TASK OBJECTIVE:
Transcribe each entry below exactly. Pictures do not go in the copy.

DATA EXTRACTS:
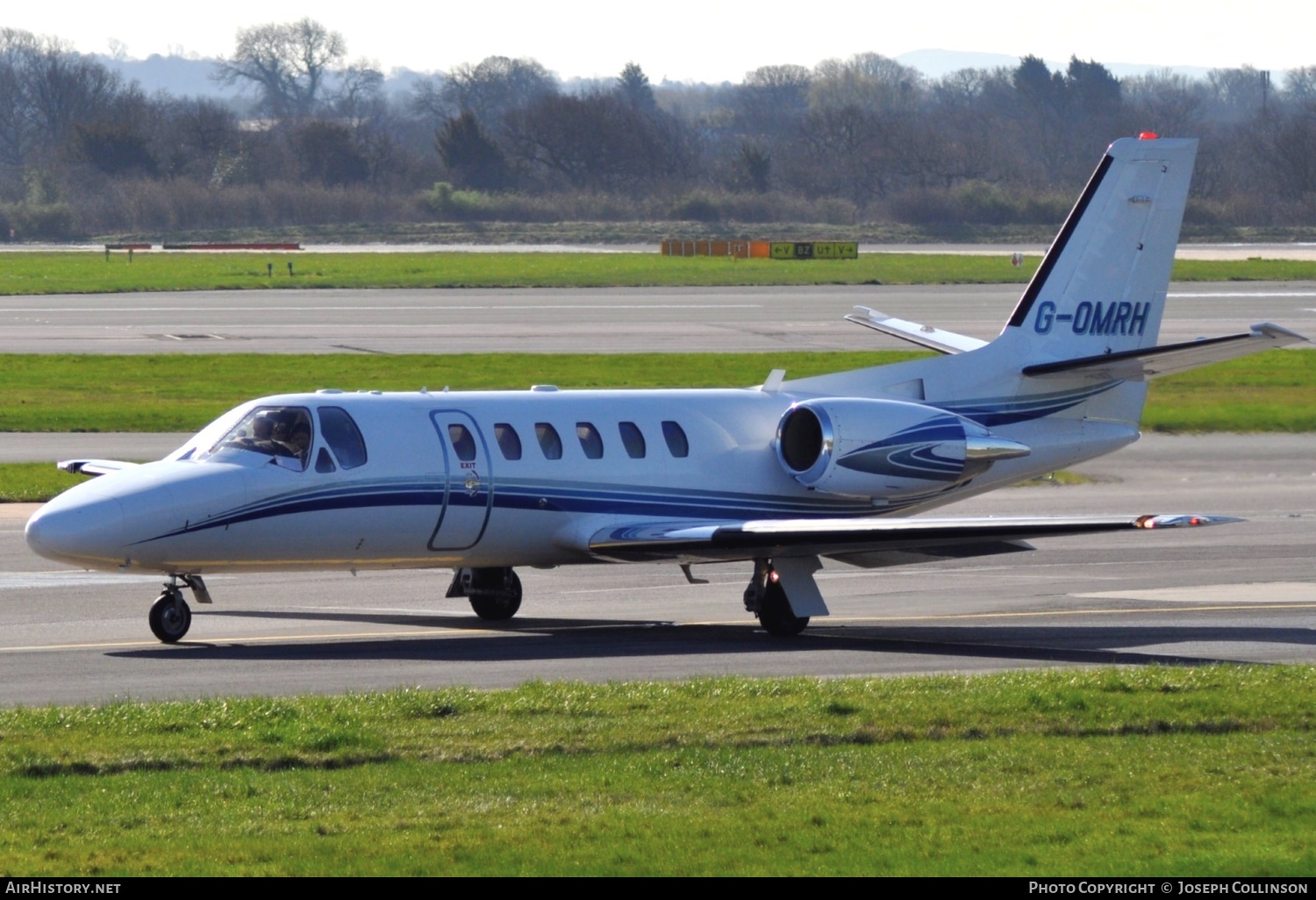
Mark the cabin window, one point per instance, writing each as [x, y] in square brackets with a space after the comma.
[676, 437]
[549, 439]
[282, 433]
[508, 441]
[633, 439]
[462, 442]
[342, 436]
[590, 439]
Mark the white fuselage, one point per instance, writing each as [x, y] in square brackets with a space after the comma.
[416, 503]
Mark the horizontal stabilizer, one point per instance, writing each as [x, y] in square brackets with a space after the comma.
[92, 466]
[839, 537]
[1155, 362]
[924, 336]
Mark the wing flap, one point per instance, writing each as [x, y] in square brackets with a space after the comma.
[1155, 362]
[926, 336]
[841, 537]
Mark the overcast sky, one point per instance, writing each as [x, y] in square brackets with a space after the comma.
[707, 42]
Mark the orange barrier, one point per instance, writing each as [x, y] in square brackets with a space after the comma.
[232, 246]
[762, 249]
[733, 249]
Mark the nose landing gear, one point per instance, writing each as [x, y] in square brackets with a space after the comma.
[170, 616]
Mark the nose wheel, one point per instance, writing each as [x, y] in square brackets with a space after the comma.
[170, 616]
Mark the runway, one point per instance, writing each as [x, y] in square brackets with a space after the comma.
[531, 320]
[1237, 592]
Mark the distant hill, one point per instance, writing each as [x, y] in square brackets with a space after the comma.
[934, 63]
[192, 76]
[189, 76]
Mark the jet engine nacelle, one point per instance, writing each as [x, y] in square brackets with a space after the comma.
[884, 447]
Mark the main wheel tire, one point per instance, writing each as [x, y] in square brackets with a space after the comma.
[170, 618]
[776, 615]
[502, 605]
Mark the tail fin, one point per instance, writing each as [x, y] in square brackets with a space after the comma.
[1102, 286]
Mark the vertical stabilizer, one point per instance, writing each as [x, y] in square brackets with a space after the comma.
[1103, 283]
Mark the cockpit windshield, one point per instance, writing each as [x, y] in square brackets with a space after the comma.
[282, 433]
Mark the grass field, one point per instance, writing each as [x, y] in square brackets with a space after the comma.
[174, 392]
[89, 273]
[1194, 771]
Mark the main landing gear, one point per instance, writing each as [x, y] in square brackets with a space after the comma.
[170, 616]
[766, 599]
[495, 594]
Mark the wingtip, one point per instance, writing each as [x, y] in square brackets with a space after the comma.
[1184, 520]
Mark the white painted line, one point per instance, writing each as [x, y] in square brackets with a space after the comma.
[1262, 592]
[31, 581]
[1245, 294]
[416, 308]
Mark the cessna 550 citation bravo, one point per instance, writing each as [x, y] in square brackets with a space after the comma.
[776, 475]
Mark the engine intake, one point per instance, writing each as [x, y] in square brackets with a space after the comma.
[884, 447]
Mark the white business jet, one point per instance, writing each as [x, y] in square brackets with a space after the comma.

RESPONSE TO THE EXERCISE:
Mark the cabin window, one point per instance, writing each as [x, y] in square brackets with a space after the comma.
[676, 437]
[549, 439]
[282, 433]
[508, 441]
[633, 439]
[462, 442]
[342, 436]
[590, 439]
Mark the white fuselage, one point per instance, writing each as [x, y] in square brackets with a space after the comma.
[416, 503]
Mark the horizontal stabilizer, one point per instance, writing each as [x, y] in square brackets with a space after the comma.
[92, 466]
[839, 537]
[1155, 362]
[924, 336]
Mark the wing flap, one point per instance, writing each as [x, y] in square brackets with a space after the comma.
[1155, 362]
[926, 336]
[841, 537]
Mark the overcast sky, one point per instance, writing each as [x, y] in square brackets with a space after the comma.
[707, 42]
Mark the orange barrier, one point per instance, writing each as [x, y] in square brackets with a space after the comma.
[232, 246]
[762, 249]
[733, 249]
Mark the nose landing gear, one point per instance, writing each as [x, y] in square brackets with a space after the comma.
[170, 616]
Mark the nose wheel, one point per instance, writing each as [x, y] in square brackets with a space after the comma.
[170, 616]
Mark the runway, one point per instance, writing each as [x, y] in square brackets with a space after the comma.
[531, 320]
[1237, 592]
Mark the distant hill, one point per instance, writing each as [x, y] in square brackets with a space after the comma.
[934, 63]
[192, 76]
[189, 76]
Mark the jet engine nacelle, one point per instance, writing each as [x, y] in square brackets with a space after the comma.
[884, 447]
Mark the main wheel tire, one point per instance, writing each as [x, y] in square brackets with a space after the comma.
[170, 618]
[776, 615]
[502, 605]
Mark the tail fin, one point per instance, writing each as [x, y] in square brackets with a space after the comma.
[1102, 286]
Mark the vertical stabilizer, one point per instance, writing each as [x, y] in square brackets with a space after the comma.
[1103, 283]
Mark the cockpit windshield, one point per instance, writing each as [x, y] in square brackets with a space after the comma.
[282, 433]
Mark the grass field, one point per instance, writing each as [x, y] in square brackets with a space after the comma.
[174, 392]
[89, 273]
[1194, 771]
Mark the main landing gear, one point per instance, writing each as [x, y] in square brackets with a space after the comma.
[170, 616]
[766, 599]
[495, 594]
Mark the wingtip, one point per instance, writing each as [x, y] in square brackets with a space after the comma.
[1184, 520]
Mark the white painted line, one point per instance, writing each as [x, y] in square brackets with a space after the comma.
[1262, 592]
[31, 581]
[1245, 294]
[416, 308]
Mark the cessna 550 citation bravo, one point per instance, writing each as [x, y] in square brackets with a space after the comma.
[776, 475]
Mark the engine intake, one point per instance, writing each as [x, y] in square brackets with a space after the comma.
[884, 447]
Mark the white business jet, one point per instance, writing each as [x, y] in square brackets with a space after the comma.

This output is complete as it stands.